Selection:
═══

World Water Day 2023: Building water resilience together for sustainable development

World Water Day 2023 marks the halfway point in the International Decade for Action on Water for Sustainable Development – an opportunity to take stock and course correct. Over the past few decades, I’ve seen global calls to action on water come and go whilst water challenges have steadily grown larger; compounded by climate change, population growth and rising competition over scarce resources. So, how can we make meaningful progress by the end of this decade?  

The era of easily accessible and reliable water resources is clearly over. The European continent, where I live, is now facing water security challenges and experienced a one in 500-year drought last summer, undoubtedly not the last. Ensuring better allocation of water resources is fundamentally a local challenge that needs to be addressed at river basin and sub-basin level. But global actors, including UN agencies, development finance institutions, global companies and civil society actors engaging across constituencies can help change the water paradigm and influence local decisions.  

For many decades, the dominant paradigm has pushed us towards technological fixes: a focus on ever more costly water and wastewater treatment technologies, or the hope that “desalination” could save us when we had exceeded available natural sources. We are now hitting the limits of these technological fixes that also do precious little for the environment.  

What we need to do more of is to maintain and restore the ecosystems that can sustain clean and abundant water resources for people and nature for many generations to come. Rivers cannot be run dry to serve the needs of urban dwellers and farmers: we need them to remain alive – but this needs all actors reliant on water resources to work together under a common umbrella.  

Water utilities and agencies need to identify how they can rely on nature to clean and retain water in the landscape. As competition over resources grow, agri-food corporations need to implement water efficiency measures, at plant level and throughout their value chain for key ingredients.   

Civil society organisations such as The Nature Conservancy can help public and private actors take more risk, engage with other agencies beyond their comfort zone, and prepare investment programmes that include a mix of green and grey infrastructure solutions so as to manage water resources in the most sustainable manner possible.

═══

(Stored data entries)
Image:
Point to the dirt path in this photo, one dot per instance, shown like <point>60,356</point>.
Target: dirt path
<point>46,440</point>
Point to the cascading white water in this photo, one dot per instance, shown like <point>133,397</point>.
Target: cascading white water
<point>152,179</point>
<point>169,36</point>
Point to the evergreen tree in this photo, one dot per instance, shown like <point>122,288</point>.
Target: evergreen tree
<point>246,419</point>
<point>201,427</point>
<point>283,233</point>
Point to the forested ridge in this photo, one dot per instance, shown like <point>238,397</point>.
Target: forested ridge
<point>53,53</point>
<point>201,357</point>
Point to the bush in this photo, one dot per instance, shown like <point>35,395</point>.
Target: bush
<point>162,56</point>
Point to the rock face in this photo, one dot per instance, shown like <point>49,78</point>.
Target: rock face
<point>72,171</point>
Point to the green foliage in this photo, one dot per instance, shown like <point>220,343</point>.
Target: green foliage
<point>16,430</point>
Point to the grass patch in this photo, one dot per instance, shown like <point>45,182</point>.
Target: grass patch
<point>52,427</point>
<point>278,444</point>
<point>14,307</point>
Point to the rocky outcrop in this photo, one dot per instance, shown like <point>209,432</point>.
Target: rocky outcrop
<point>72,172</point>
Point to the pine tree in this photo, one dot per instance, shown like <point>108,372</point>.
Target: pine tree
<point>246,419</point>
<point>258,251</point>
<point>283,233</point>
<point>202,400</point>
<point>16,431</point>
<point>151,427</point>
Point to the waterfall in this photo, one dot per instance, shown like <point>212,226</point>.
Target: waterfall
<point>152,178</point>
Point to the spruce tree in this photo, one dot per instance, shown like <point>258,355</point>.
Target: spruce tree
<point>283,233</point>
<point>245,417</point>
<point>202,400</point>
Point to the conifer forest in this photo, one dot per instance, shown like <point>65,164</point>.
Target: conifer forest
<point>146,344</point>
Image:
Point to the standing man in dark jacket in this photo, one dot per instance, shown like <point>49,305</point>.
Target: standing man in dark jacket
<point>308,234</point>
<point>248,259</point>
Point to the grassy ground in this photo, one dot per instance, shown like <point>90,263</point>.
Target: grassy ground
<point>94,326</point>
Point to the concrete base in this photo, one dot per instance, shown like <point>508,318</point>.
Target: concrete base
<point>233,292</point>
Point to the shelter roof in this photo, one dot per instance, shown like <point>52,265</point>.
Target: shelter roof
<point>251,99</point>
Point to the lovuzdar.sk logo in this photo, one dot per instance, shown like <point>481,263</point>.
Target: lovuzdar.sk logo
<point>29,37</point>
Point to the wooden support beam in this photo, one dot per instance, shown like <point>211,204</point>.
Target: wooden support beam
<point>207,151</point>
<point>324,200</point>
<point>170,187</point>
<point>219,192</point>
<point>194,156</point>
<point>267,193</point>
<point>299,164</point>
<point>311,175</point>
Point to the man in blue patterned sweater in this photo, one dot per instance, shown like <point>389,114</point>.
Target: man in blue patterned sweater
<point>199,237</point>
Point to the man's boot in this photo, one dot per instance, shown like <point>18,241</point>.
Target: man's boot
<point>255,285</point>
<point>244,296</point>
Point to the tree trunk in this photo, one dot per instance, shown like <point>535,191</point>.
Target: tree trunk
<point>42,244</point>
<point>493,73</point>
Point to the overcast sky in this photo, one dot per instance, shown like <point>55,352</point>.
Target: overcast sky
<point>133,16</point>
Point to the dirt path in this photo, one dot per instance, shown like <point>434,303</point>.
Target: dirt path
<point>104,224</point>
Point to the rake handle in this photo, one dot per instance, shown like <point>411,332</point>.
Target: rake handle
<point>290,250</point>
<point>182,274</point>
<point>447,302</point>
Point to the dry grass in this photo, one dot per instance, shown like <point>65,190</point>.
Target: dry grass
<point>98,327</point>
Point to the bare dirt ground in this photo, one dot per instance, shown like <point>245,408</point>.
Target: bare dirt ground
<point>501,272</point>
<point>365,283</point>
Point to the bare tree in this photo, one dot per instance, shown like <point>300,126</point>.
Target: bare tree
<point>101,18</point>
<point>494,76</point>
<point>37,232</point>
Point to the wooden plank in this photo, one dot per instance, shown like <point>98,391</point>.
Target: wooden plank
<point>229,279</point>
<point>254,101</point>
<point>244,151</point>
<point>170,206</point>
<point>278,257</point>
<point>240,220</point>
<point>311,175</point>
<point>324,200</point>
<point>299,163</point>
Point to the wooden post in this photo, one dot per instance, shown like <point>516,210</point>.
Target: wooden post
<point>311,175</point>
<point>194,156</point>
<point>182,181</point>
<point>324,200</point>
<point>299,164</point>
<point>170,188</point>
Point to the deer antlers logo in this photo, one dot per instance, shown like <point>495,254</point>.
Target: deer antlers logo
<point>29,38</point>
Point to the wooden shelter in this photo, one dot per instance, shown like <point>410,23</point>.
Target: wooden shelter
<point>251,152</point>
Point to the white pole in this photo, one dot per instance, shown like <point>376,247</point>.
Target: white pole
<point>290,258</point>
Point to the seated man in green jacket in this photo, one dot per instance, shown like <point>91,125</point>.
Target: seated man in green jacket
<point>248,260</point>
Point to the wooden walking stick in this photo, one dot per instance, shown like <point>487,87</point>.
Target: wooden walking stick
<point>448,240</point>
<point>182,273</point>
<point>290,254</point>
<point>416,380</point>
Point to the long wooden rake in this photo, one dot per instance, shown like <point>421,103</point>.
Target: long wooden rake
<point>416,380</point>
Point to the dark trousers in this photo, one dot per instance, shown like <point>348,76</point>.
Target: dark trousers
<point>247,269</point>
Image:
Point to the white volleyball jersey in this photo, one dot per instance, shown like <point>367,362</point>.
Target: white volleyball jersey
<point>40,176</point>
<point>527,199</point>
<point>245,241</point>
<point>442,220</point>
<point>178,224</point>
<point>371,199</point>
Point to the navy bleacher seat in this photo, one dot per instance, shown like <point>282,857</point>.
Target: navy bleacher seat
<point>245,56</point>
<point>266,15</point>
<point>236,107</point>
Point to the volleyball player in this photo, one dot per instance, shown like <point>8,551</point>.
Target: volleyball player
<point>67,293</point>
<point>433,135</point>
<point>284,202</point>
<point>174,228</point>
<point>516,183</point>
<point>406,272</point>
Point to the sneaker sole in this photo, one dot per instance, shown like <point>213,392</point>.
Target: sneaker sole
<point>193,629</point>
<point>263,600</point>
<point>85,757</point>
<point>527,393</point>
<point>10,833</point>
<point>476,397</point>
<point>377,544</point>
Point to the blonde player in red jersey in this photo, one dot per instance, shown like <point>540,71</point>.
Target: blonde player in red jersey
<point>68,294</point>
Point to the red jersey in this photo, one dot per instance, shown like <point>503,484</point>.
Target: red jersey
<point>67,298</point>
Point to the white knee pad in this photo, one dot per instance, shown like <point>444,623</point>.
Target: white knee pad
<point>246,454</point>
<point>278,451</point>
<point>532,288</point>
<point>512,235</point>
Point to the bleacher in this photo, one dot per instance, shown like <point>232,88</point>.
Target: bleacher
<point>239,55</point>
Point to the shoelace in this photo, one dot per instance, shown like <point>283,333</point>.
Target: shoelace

═══

List of tasks:
(a) Copy the passage of the World Water Day article from "What we need" to "for key ingredients.".
(b) According to the World Water Day article, what kind of drought did the European continent experience last summer?
(c) Can you rewrite the paragraph of the World Water Day article beginning "Water utilities and agencies need" as a short list that keeps its main facts?

Responses to the exercise:
(a)
What we need to do more of is to maintain and restore the ecosystems that can sustain clean and abundant water resources for people and nature for many generations to come. Rivers cannot be run dry to serve the needs of urban dwellers and farmers: we need them to remain alive – but this needs all actors reliant on water resources to work together under a common umbrella.  

Water utilities and agencies need to identify how they can rely on nature to clean and retain water in the landscape. As competition over resources grow, agri-food corporations need to implement water efficiency measures, at plant level and throughout their value chain for key ingredients.

(b) A one in 500-year drought.

(c)
- Water utilities and agencies need to identify how they can rely on nature to clean and retain water in the landscape.
- As competition over resources grows, agri-food corporations need to implement water efficiency measures at plant level and throughout their value chain for key ingredients.